- Motto: Nunquam Non Paratus ("Never Unprepared").

Profile
- Plant badge: Red Hawthorn.

Chief
- Patrick Hope-Johnstone, 11th Earl of Annandale and Hartfell
- The 11th Earl of Annandale and Hartfell, Lord Johnstone, 26th Chief of the Name and Arms of Johnstone, 11th Hereditary Steward of Annandale and 11th Hereditary Keeper of Lochmaben Palace.
- Seat: Mansion of Raehills, Lockerbie.
- Historic seat: Lochwood Tower
| Clan branches |
| Johnstones of Annandale (chiefs) Johnstons of Caskieben (senior cadets). |
| Rival clans |
| Clan Douglas Clan Moffat Clan Maxwell |

= Clan Johnstone =

Border clan

Clan Johnstone is a Border Reiver Scottish clan.

Goal of the exercise:
Answer from the text about Clan Johnstone:
(a) What is the clan's plant badge?
(b) What is given as the clan's historic seat?
(c) Which branch is named as the senior cadets?
The material that comes next stands apart from the text about Clan Johnstone.

[Referring expression data]
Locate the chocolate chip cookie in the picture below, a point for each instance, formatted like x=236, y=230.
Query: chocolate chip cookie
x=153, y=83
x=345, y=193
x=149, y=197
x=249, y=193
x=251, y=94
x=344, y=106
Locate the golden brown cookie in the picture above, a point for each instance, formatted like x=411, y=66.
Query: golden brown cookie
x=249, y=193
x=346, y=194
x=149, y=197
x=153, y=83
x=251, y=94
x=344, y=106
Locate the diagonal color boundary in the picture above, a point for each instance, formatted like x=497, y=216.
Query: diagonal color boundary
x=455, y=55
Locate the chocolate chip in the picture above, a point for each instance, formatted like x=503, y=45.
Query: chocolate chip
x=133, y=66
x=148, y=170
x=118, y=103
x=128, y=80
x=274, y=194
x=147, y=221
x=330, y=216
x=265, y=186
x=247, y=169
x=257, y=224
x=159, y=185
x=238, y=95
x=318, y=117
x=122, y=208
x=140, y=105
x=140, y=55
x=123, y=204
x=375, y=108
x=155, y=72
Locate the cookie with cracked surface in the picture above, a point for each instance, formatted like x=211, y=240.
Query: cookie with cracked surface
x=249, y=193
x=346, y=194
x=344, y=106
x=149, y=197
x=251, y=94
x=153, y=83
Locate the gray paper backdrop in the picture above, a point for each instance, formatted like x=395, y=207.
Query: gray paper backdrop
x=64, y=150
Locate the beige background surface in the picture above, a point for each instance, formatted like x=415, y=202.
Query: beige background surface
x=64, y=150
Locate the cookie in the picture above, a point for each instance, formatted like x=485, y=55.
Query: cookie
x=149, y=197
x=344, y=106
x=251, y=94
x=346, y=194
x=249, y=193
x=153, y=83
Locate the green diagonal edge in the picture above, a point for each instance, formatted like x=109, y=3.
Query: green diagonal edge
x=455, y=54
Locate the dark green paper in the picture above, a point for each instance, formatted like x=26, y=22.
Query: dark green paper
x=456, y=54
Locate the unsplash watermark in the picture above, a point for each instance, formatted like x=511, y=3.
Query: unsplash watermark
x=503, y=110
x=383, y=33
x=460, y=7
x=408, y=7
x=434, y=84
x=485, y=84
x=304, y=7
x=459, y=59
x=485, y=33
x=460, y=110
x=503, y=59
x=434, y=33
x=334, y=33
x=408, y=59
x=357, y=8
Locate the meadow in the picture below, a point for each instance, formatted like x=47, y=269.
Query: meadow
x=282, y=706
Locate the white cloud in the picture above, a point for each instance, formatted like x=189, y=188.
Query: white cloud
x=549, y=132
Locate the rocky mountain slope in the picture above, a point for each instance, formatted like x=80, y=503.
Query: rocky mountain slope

Exercise solution:
(a) Red Hawthorn.
(b) Lochwood Tower.
(c) The Johnstons of Caskieben.